Below are records; count the lines among them that include the string "white", and state only the number.
****************
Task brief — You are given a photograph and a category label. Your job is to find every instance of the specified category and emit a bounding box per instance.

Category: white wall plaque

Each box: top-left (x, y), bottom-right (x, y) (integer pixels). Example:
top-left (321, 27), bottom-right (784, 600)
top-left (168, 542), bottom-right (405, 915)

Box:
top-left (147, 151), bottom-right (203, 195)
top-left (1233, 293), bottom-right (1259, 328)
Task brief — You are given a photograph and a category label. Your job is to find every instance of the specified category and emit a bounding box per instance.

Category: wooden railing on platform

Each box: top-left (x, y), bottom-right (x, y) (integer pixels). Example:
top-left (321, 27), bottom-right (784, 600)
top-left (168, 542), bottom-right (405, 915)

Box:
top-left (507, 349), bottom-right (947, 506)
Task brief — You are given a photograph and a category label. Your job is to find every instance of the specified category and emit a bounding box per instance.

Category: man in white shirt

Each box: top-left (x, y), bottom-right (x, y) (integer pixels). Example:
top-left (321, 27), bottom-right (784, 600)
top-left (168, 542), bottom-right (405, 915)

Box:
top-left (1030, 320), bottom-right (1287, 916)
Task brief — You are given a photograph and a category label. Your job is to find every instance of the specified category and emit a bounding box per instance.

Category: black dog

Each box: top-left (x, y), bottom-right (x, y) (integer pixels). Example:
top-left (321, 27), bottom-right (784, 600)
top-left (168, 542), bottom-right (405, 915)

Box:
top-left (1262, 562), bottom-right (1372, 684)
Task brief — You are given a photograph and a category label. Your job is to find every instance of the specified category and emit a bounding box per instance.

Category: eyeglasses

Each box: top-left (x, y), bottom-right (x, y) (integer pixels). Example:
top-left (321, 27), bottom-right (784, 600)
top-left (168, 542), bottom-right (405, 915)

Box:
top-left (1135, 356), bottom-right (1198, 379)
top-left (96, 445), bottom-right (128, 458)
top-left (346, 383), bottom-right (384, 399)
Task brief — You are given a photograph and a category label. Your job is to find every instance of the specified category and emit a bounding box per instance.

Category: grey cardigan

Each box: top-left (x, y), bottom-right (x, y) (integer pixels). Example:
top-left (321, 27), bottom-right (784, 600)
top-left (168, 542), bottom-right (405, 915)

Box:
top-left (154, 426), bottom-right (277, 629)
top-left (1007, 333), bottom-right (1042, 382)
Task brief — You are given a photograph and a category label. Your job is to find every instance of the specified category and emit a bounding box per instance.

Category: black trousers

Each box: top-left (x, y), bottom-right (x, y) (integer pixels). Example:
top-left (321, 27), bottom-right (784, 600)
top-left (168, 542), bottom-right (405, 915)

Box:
****************
> ANSWER TO THE PROBLEM: 2